:: What to do ::
Only one span of the listing below should come back. It runs from the line with "Q: Indicate one point per instance of the floating" through the line with "Q: Indicate one point per instance of the forearm", and each of its lines must be reproduced exactly.
---
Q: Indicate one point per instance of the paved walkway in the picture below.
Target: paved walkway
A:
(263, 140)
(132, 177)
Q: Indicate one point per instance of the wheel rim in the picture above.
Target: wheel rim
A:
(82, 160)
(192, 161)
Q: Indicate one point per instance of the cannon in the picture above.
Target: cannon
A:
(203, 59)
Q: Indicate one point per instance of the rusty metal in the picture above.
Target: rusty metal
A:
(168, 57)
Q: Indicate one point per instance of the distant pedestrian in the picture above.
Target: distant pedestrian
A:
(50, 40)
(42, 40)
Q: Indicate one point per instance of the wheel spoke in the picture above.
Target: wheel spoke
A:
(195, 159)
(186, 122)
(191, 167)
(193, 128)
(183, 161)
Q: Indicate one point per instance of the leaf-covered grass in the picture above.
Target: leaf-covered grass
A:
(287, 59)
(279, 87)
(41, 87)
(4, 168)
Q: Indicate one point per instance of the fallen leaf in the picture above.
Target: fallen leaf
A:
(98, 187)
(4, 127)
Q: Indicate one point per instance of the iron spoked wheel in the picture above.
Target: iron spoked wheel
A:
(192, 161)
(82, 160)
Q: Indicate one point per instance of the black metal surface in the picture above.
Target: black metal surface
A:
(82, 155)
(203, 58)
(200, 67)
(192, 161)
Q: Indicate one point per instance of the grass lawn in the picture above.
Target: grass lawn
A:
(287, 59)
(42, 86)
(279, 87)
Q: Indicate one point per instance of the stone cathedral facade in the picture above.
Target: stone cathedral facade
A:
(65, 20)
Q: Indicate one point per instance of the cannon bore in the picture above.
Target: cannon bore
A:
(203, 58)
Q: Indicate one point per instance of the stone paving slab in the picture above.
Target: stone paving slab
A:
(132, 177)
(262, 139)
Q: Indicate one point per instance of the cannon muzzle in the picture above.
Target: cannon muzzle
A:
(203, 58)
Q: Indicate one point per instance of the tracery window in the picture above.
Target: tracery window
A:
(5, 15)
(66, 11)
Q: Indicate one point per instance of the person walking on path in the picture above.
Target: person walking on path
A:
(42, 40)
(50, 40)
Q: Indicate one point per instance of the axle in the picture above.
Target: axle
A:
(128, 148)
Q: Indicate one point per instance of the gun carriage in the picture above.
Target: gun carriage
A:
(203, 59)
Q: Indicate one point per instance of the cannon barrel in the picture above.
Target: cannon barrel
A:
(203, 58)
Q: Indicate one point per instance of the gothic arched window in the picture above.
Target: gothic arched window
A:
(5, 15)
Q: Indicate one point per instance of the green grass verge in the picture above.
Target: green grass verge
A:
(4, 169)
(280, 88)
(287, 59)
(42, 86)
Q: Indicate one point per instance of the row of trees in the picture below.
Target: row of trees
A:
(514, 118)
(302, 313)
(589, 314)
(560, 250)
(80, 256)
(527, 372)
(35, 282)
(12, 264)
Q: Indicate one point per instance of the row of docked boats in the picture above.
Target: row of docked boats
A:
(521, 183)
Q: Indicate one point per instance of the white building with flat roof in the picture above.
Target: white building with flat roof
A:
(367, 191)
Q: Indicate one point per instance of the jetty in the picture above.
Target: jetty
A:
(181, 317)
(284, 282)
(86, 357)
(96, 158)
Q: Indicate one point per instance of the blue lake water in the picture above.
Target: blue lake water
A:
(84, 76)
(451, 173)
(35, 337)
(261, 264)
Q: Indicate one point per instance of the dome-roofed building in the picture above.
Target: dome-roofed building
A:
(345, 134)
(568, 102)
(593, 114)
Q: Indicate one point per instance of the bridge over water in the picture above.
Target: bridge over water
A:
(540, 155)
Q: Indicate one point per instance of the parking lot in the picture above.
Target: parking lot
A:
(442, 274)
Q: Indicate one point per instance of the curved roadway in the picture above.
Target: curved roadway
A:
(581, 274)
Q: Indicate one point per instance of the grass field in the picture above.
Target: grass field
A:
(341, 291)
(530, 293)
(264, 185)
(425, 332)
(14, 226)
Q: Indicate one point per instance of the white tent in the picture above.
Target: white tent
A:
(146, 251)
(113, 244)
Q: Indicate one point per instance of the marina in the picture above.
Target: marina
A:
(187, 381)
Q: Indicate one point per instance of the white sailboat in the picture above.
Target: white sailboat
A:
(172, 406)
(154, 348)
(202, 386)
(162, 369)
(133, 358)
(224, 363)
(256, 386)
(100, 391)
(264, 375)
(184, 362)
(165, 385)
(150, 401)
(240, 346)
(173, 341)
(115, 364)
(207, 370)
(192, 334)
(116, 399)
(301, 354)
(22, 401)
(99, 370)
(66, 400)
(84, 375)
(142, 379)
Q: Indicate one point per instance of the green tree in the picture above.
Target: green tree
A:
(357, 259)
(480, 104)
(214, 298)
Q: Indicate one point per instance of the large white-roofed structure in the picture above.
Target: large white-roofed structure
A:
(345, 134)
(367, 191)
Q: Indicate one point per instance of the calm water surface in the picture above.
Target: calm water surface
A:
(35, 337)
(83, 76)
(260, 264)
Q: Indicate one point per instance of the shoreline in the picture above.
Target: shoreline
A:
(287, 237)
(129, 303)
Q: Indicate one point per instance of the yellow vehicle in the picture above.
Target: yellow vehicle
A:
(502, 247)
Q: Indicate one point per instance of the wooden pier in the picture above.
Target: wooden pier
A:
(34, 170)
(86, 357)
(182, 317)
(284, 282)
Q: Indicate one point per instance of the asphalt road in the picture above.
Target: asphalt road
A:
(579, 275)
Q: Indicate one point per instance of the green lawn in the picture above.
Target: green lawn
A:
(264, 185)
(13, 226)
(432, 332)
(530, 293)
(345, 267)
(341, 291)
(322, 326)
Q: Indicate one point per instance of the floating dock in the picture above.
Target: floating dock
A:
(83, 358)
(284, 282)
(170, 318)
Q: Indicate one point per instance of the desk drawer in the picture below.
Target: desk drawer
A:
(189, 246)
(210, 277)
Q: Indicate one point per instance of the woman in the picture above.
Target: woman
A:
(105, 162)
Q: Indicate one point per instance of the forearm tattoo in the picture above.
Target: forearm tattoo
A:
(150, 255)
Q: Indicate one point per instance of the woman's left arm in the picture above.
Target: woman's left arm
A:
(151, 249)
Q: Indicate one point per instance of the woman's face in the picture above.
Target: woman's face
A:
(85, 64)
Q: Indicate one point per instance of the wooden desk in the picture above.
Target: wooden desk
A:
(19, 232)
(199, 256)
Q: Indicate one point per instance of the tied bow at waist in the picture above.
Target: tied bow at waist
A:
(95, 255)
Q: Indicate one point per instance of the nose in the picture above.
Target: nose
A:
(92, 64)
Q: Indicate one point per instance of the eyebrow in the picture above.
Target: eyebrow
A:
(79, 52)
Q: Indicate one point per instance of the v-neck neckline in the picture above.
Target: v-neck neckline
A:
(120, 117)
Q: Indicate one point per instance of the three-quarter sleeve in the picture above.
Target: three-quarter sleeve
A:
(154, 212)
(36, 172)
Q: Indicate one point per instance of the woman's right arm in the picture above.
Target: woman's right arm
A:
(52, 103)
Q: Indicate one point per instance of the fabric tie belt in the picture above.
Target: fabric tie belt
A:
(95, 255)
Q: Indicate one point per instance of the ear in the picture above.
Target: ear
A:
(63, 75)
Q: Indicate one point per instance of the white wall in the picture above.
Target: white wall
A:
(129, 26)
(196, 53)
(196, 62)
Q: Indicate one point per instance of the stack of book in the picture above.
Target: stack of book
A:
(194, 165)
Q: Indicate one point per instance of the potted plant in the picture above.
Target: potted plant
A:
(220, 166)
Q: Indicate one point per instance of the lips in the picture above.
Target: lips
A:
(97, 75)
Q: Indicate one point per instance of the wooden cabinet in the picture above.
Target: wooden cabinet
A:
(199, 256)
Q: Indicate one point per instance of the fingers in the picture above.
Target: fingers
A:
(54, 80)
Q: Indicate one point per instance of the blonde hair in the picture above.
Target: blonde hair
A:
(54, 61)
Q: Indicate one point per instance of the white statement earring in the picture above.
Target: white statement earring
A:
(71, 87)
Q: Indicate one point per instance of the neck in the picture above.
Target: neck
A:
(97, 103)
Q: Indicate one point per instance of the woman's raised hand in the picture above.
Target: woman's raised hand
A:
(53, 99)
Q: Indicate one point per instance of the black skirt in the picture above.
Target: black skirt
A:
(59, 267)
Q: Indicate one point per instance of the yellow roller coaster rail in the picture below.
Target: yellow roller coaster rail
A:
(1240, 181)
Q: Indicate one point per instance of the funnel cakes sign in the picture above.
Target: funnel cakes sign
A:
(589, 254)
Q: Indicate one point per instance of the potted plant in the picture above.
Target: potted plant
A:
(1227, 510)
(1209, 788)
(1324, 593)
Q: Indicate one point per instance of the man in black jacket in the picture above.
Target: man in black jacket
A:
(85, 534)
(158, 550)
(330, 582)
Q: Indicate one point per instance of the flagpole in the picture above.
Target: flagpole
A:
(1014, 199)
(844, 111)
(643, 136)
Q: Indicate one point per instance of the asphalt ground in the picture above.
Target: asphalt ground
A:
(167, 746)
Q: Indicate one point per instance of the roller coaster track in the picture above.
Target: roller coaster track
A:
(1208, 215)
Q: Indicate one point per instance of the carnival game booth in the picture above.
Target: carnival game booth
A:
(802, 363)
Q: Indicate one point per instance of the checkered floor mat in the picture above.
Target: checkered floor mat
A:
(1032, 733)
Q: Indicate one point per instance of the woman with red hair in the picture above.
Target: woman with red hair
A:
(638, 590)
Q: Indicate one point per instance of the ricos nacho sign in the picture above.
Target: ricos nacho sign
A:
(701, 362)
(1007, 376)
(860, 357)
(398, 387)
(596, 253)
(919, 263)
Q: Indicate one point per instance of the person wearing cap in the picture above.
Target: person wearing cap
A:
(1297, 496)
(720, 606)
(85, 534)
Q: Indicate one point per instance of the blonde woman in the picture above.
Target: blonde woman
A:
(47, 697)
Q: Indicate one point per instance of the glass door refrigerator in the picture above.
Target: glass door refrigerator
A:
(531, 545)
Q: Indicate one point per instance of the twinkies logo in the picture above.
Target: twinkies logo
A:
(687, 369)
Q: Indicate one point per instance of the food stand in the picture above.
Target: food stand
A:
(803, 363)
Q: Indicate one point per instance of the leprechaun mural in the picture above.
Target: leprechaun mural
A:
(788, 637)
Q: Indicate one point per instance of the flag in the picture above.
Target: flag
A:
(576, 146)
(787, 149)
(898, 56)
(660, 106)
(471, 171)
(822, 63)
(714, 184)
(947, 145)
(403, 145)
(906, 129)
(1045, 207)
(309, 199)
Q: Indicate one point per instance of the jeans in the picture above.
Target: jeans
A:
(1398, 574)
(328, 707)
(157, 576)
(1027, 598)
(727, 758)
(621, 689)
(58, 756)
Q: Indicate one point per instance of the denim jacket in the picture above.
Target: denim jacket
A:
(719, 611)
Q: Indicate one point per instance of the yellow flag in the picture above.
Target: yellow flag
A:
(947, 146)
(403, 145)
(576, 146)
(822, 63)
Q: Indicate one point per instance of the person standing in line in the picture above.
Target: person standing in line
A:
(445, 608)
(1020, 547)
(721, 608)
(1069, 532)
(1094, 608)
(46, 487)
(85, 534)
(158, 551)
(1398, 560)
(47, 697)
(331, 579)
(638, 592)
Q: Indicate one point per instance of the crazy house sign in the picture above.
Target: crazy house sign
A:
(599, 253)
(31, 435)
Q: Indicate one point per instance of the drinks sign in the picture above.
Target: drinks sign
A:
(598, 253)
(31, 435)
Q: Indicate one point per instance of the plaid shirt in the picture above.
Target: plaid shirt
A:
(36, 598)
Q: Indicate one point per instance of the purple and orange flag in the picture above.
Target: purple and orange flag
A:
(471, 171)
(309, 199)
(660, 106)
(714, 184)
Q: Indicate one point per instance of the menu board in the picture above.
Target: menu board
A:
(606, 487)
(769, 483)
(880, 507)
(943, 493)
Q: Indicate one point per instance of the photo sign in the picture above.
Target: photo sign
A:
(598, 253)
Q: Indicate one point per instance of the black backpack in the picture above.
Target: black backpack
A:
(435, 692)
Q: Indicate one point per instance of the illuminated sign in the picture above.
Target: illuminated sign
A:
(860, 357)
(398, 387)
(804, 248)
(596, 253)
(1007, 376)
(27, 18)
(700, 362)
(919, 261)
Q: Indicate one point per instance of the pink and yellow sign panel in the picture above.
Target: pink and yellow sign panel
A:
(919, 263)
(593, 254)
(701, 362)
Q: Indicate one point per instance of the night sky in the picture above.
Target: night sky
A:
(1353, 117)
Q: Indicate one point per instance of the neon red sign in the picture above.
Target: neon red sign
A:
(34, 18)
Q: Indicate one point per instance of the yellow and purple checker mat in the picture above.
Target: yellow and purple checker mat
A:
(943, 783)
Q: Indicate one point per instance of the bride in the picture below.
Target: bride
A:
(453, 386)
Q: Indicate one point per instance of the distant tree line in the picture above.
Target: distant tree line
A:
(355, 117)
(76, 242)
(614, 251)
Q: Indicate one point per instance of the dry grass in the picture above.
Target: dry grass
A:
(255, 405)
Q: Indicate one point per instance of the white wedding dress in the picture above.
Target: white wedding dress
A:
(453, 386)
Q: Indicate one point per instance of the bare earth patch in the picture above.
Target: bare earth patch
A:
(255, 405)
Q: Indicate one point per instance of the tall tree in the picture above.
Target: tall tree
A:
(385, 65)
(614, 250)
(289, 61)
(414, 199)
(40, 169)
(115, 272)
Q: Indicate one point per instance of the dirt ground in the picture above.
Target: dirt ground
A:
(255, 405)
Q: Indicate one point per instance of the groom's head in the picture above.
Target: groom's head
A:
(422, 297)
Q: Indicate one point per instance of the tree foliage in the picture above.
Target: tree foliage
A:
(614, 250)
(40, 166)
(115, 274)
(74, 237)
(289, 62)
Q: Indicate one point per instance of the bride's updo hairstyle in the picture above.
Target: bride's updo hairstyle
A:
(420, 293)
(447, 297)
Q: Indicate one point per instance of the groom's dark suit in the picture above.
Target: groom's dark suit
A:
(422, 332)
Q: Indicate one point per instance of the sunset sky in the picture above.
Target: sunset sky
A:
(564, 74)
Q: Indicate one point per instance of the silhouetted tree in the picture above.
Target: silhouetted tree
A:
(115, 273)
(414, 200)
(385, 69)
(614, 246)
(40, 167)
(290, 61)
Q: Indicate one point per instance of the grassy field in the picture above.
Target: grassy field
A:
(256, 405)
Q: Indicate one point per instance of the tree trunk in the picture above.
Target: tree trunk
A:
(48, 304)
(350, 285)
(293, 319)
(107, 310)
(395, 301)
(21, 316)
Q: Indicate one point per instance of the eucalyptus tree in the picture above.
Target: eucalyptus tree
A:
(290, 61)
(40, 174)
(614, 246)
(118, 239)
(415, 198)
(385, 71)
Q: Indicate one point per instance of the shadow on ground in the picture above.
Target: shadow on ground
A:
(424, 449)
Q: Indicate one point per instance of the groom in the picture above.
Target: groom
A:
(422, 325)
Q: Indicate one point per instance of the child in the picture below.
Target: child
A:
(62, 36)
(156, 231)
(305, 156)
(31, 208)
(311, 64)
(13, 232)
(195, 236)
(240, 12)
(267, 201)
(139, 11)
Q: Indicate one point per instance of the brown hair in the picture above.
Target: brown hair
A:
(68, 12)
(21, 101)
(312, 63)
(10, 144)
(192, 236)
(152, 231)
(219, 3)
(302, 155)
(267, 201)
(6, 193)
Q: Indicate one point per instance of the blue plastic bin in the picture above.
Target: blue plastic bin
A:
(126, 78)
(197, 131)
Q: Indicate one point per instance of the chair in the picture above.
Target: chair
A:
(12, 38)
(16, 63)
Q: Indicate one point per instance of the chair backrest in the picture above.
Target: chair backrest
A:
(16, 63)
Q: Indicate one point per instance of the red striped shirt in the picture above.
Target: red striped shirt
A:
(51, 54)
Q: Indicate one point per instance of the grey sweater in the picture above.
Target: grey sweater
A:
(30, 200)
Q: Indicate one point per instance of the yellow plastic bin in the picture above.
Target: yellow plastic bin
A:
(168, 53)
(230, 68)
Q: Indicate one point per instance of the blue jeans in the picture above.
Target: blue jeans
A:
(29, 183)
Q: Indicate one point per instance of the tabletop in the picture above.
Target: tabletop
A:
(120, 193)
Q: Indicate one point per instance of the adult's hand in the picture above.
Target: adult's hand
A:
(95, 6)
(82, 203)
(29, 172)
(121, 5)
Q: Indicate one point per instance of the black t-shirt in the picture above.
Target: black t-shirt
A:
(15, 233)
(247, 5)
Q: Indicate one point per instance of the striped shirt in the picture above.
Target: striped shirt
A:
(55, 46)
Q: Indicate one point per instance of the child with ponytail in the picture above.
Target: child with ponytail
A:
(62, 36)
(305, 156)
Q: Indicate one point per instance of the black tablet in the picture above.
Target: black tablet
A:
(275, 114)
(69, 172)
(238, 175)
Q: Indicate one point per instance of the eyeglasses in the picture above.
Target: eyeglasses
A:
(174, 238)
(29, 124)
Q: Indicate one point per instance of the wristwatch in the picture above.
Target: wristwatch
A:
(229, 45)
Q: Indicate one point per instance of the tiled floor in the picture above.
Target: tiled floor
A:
---
:: Response box ::
Q: Indicate one point per instance of the floating dock in the picture above.
Target: floating dock
A:
(83, 358)
(284, 282)
(170, 318)
Q: Indicate one point per instance of the desk drawer in the picture below.
Target: desk drawer
A:
(189, 246)
(210, 277)
Q: Indicate one point per instance of the woman in the picture above.
Target: woman
A:
(105, 162)
Q: Indicate one point per instance of the forearm tattoo in the picture above.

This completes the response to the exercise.